DIRECTIONS - Continue the text on foreach optimizer implementations in optimi, starting after its last sentence.

[[ TEXT SHOWN, beginning ]]

ForEach Optimizer Implementations¶

Like PyTorch, optimi supports foreach implementations of all optimizers. Foreach optimizers can be significantly faster than the for-loop versions.

Deprecation Notice: Foreach optimizers will be removed in a future release

Foreach optimizers are deprecated and will be removed in a future release. They will not receive any new features.

Use optimi’s triton optimizers instead, as they are significantly faster than foreach optimizers.

Foreach implementations can increase optimizer peak memory usage. optimi attempts to reduce this extra overhead by reusing the gradient buffer for temporary variables. If the gradients are required between the optimization step and gradient reset step, set foreach=False to use the for-loop implementation.

Note: Foreach Requires PyTorch 2.1+

optimi’s foreach implementations require PyTorch 2.1 or newer.

[[ TEXT SHOWN, end ]]
[[ PROVIDED DATA, beginning ]]

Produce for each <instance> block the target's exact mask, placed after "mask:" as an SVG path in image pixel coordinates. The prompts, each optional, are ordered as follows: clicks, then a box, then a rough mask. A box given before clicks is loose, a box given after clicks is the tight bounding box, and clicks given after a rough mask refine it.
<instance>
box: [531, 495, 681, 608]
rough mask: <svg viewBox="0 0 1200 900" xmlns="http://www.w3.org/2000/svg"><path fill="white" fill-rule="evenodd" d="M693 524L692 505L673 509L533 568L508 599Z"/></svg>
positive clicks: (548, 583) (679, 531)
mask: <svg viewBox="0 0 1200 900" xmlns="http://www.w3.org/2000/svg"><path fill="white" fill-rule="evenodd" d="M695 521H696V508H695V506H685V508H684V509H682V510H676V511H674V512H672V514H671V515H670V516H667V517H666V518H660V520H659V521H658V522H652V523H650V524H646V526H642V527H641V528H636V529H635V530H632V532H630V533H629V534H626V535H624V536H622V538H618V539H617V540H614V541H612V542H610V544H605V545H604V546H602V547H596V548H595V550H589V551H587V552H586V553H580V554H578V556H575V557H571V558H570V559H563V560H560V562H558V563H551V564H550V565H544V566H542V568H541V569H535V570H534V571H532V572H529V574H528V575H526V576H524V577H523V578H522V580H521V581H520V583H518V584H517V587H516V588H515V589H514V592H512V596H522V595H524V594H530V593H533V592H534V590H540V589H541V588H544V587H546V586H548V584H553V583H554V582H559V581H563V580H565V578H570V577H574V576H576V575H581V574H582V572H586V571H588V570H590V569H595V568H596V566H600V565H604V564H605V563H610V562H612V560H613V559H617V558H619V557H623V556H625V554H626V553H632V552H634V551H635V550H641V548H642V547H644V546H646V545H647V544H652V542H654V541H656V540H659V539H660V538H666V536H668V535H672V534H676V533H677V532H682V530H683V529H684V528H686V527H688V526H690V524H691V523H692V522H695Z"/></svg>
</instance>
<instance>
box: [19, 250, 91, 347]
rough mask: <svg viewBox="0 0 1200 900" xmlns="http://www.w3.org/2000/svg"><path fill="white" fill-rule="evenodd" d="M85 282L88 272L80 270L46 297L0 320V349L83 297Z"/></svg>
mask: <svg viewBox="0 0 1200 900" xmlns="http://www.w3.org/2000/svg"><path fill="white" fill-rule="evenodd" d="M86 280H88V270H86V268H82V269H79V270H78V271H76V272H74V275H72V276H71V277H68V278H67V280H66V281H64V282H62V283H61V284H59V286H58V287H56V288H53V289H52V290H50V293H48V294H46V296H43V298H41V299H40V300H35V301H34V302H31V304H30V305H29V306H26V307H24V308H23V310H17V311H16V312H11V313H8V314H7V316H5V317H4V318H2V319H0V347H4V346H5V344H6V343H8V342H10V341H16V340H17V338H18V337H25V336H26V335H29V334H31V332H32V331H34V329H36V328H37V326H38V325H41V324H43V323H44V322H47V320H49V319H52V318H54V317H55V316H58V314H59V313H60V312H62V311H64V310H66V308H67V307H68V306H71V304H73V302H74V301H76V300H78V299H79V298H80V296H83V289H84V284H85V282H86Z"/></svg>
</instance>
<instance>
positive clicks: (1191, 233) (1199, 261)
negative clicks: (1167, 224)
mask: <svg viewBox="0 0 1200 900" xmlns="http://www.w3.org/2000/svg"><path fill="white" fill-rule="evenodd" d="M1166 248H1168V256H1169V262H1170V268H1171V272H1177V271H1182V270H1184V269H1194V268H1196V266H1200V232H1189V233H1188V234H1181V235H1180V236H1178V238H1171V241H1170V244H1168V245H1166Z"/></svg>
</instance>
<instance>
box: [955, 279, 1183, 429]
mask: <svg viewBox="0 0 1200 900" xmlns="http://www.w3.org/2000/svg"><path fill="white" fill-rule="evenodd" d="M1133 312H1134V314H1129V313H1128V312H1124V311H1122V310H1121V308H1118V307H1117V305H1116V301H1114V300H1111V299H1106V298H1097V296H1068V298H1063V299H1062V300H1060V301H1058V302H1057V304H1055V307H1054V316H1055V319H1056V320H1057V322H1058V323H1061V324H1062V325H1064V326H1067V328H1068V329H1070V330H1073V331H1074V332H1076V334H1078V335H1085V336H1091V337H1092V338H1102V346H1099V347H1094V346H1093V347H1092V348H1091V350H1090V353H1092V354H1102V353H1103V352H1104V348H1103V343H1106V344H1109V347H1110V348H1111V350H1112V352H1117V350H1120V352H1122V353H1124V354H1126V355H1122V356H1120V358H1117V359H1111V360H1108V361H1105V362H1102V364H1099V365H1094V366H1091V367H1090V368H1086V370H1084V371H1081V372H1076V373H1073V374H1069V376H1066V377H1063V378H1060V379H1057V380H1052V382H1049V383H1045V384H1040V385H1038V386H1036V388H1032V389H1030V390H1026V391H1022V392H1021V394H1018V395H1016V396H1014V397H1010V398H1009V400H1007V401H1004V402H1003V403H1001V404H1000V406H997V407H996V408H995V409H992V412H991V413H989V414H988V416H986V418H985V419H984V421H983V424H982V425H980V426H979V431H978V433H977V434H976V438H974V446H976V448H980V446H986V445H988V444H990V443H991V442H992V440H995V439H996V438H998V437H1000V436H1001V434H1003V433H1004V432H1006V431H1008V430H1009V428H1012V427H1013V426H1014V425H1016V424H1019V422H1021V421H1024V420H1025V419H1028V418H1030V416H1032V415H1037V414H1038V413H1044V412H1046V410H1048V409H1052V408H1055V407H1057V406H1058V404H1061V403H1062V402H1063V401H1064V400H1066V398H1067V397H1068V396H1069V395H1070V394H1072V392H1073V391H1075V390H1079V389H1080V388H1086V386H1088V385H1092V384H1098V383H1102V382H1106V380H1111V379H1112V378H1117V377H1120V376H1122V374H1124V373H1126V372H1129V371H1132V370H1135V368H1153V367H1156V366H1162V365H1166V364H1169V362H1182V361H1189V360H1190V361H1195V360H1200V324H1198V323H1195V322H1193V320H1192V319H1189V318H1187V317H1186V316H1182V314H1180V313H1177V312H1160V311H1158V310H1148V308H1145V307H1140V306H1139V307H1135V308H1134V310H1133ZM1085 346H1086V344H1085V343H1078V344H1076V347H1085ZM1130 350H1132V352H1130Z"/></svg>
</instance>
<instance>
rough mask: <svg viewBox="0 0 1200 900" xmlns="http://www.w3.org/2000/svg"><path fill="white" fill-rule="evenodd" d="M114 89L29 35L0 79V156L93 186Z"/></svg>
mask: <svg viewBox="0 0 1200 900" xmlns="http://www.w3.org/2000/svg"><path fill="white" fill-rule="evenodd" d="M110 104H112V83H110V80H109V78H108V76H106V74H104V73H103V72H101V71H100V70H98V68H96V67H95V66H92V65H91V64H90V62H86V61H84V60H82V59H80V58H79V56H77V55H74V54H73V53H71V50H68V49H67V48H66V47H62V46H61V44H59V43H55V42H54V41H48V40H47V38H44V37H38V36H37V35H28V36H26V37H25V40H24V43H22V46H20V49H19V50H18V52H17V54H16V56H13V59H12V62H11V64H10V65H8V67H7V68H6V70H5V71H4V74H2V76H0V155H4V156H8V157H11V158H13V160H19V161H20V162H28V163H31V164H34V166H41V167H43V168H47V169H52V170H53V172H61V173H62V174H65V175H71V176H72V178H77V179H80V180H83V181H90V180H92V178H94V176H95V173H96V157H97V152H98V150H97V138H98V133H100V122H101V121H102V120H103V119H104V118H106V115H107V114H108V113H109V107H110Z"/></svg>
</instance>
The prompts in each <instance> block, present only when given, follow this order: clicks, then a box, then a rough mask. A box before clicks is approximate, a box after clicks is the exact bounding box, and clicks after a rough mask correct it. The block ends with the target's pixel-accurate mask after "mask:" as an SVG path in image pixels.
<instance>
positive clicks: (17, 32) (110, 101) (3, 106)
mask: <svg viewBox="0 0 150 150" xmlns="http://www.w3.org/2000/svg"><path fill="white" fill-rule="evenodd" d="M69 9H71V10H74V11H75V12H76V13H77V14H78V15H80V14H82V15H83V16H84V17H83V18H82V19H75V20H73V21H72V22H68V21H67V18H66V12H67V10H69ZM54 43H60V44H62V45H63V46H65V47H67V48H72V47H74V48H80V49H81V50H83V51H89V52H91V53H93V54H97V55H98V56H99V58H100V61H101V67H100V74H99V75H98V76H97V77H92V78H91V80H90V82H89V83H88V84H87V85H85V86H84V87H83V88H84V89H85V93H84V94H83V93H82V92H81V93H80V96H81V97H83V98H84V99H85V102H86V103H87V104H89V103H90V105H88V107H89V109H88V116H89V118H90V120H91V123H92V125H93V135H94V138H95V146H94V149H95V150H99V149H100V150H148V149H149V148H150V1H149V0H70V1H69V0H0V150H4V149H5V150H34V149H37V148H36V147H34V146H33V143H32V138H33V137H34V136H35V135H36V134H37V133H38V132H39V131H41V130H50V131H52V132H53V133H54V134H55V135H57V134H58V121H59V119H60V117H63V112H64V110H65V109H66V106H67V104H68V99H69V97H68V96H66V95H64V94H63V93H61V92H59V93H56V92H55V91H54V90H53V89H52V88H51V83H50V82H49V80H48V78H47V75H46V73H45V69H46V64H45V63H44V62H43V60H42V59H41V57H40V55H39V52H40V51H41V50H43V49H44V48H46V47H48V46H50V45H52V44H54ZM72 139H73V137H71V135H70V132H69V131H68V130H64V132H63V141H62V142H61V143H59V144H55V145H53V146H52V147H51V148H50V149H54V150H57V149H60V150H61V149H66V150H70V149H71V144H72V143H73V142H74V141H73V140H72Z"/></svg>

[[ PROVIDED DATA, end ]]

RESULT OF THIS EXERCISE -
If unspecified foreach=None, optimi will use the foreach implementation if training on a Cuda device.

Example¶

To use a foreach implementation set foreach=True when initializing the optimizer.

import torch
from torch import nn
from optimi import AdamW

# create model
model = nn.Linear(20, 1, device="cuda")

# initialize any optmi optimizer with `foreach=True`
opt = AdamW(model.parameters(), lr=1e-3, foreach=True)

# forward and backward
loss = model(torch.randn(20))
loss.backward()

# optimizer step is the foreach implementation
opt.step()
opt.zero_grad()